§ WRITTEN INSTRUCTION: Can you repeat the data below word for word, from its first line through the line containing "(1246, 163)", both ends included?

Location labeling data

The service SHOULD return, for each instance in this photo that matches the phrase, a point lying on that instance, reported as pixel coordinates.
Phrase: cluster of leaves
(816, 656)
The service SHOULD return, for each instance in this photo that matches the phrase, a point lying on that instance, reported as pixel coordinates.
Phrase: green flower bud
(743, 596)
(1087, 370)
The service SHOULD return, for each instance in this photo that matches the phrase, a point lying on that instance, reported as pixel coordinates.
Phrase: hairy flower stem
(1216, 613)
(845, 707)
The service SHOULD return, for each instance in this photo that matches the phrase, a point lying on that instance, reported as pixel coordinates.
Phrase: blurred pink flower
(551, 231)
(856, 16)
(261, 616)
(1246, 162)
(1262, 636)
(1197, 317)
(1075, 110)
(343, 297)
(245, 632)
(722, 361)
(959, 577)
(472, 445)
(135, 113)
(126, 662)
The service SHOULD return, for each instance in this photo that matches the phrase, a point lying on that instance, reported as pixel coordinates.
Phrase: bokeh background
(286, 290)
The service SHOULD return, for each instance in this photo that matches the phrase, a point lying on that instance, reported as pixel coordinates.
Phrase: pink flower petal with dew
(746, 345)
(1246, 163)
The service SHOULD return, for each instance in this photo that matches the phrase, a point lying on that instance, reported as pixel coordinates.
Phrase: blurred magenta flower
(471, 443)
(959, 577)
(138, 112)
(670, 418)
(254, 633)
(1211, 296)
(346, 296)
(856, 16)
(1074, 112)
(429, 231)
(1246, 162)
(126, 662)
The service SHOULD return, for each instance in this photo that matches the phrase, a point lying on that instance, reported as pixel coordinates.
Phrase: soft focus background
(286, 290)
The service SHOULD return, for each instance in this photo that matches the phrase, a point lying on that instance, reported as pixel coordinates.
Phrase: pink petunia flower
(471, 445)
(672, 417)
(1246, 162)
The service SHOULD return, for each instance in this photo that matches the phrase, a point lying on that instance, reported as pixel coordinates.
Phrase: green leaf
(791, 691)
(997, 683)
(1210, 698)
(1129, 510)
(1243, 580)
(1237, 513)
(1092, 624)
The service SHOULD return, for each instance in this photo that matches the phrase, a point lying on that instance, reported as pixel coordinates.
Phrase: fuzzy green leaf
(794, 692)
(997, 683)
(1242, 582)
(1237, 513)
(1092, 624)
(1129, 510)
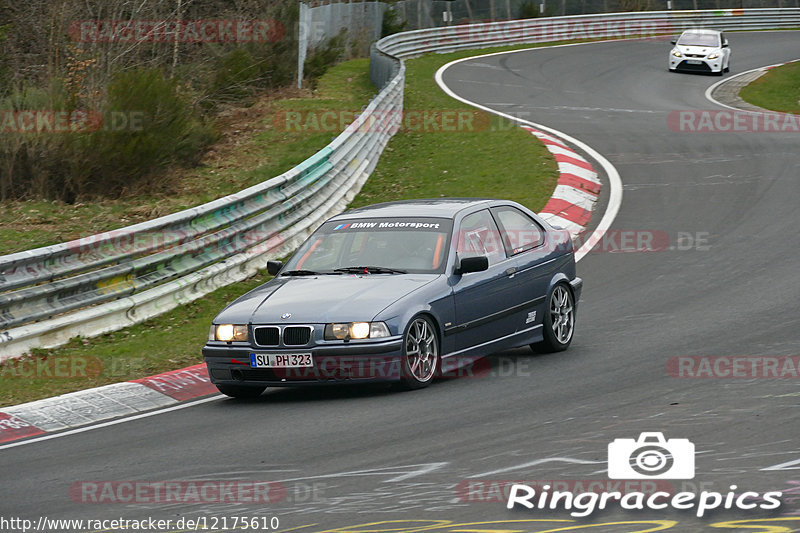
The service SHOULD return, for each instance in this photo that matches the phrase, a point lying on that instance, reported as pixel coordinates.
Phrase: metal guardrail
(110, 280)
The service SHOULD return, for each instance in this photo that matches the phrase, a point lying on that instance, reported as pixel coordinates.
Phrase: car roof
(427, 207)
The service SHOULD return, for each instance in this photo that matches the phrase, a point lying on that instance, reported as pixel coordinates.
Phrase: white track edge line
(84, 429)
(615, 182)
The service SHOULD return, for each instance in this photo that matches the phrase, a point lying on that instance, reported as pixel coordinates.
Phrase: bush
(146, 126)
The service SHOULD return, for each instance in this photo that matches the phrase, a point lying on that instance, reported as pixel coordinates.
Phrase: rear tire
(559, 321)
(420, 353)
(241, 392)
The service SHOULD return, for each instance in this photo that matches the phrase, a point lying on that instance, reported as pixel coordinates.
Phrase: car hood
(322, 299)
(697, 50)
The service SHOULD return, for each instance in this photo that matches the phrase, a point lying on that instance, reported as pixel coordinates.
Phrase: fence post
(303, 23)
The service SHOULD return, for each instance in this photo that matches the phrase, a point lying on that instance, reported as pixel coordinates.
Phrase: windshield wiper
(300, 272)
(369, 270)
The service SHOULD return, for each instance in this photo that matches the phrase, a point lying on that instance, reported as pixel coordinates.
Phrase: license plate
(280, 360)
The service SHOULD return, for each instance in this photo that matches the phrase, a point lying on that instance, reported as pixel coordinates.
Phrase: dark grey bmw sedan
(402, 291)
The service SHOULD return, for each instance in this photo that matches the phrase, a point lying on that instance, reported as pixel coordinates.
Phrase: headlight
(355, 330)
(231, 332)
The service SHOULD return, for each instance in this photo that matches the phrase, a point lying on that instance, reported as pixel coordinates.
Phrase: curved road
(356, 456)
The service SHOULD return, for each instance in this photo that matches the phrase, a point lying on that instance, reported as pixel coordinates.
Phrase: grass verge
(777, 90)
(254, 147)
(495, 158)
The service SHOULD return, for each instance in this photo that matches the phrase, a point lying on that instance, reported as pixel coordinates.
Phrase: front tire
(241, 392)
(420, 353)
(559, 320)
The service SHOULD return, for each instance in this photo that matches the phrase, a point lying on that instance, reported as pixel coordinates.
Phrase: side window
(478, 235)
(518, 231)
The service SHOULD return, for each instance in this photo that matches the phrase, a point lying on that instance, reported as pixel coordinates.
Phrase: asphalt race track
(727, 285)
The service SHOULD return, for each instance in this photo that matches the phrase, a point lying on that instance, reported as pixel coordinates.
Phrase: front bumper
(341, 363)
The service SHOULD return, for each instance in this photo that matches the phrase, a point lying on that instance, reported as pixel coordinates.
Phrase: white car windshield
(699, 39)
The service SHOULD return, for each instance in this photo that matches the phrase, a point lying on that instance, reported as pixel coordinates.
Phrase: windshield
(699, 39)
(416, 245)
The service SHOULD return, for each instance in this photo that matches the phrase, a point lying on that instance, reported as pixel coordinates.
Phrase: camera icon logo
(651, 457)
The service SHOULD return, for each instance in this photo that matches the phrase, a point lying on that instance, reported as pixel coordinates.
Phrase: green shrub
(146, 127)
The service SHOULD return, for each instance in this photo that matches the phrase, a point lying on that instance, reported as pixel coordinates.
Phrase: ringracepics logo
(651, 456)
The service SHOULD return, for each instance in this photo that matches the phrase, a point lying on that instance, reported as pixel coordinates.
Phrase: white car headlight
(231, 332)
(355, 330)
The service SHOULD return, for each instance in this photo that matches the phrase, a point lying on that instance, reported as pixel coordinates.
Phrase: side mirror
(273, 267)
(472, 264)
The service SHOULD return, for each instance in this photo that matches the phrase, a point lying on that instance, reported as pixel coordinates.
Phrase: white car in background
(700, 51)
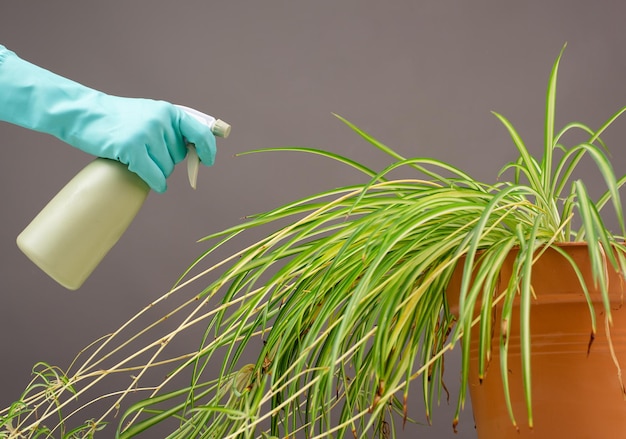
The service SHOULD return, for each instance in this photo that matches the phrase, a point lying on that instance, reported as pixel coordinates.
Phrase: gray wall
(421, 76)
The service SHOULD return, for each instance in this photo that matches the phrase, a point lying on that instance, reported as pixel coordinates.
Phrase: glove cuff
(38, 99)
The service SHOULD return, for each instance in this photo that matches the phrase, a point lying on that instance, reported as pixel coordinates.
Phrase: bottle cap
(220, 128)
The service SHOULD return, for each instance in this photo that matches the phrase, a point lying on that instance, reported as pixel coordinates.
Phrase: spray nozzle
(217, 126)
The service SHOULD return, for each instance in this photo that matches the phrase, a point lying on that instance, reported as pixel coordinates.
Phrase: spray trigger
(218, 127)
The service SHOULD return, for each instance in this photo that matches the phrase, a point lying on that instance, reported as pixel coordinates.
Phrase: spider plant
(342, 304)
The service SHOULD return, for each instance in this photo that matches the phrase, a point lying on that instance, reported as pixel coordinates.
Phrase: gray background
(420, 76)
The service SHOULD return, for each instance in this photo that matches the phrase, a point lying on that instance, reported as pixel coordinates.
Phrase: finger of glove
(149, 171)
(201, 136)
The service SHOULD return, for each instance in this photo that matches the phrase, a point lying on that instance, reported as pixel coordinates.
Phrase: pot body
(576, 388)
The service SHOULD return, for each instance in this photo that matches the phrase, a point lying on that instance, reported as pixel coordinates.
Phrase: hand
(149, 136)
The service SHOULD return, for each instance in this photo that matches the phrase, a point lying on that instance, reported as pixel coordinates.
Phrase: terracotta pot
(575, 394)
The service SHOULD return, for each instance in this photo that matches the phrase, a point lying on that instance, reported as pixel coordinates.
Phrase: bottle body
(77, 228)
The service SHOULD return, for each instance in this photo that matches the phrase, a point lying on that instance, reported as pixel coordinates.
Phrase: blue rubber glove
(149, 136)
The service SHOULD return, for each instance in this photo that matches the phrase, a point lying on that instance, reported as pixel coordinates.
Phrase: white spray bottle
(77, 228)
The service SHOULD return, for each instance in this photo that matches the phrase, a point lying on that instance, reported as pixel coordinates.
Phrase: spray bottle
(77, 228)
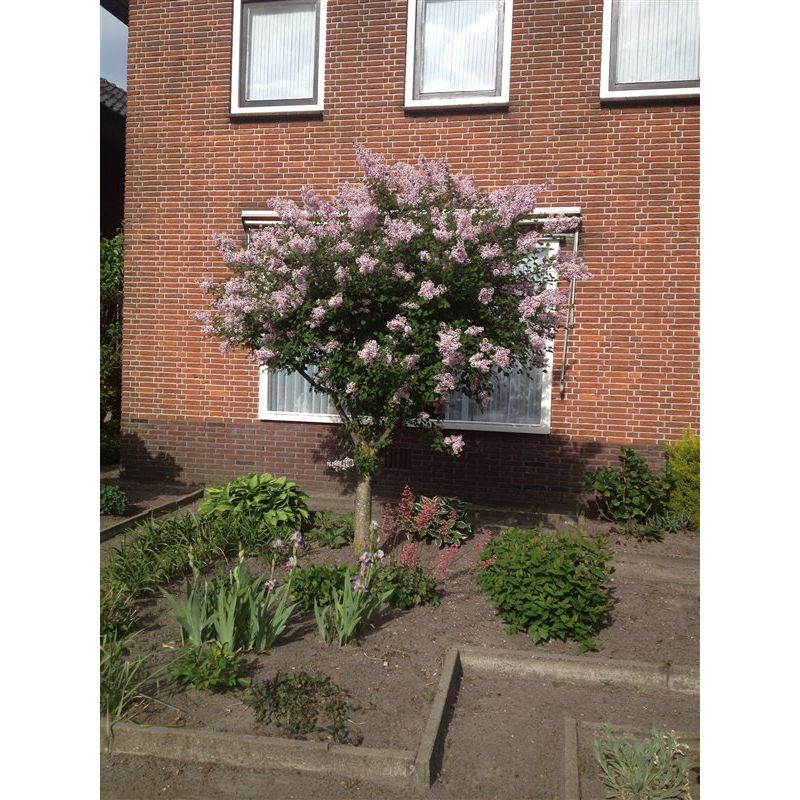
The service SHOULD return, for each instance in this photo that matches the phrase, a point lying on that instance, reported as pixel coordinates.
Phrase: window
(651, 48)
(520, 404)
(278, 59)
(458, 53)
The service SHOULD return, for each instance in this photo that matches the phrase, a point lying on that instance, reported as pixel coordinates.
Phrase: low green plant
(331, 530)
(113, 500)
(632, 492)
(210, 666)
(343, 618)
(314, 584)
(235, 610)
(275, 500)
(299, 704)
(654, 768)
(683, 458)
(409, 586)
(552, 586)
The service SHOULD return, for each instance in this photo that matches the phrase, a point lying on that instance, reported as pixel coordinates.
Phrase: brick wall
(633, 374)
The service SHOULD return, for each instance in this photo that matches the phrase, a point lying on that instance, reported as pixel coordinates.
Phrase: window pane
(657, 40)
(281, 53)
(290, 393)
(459, 46)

§ COMPLETE RESPONSE:
The service SHOULD return, for each instance in this photo that matches the phrase, a point lying on that instance, reported as pixel coordinates.
Phrase: cluster of leaves
(816, 656)
The service SHOULD return, for each instance in this photo that matches the phrase, a point lying on that instance, reported as pixel coordinates.
Phrase: green flower bud
(743, 596)
(1087, 370)
The service SHOULD return, for each instance in this photo that matches the phrase, a point lying on that instance, reported as pixel coordinates.
Phrase: hairy flower stem
(1216, 613)
(845, 707)
The service SHOULD return, for each instance in this photo that matches the phrase, a point lying on that instance, reported as pixel coordinates.
Phrase: blurred pink flower
(551, 231)
(856, 16)
(261, 616)
(1246, 162)
(1262, 636)
(1197, 317)
(1075, 110)
(343, 297)
(245, 632)
(722, 361)
(959, 577)
(472, 445)
(135, 113)
(126, 662)
The service SHOULD return, for each instance in this photo that matches the phrase, a point lying on that instance, reported as pixel coordinates.
Phrase: bokeh background
(286, 290)
The service SHOULD return, for each instance in this photo that matches the phrase, a point lying on that instance, reported as pixel coordinates.
Phrase: pink flower petal with dew
(746, 345)
(1246, 163)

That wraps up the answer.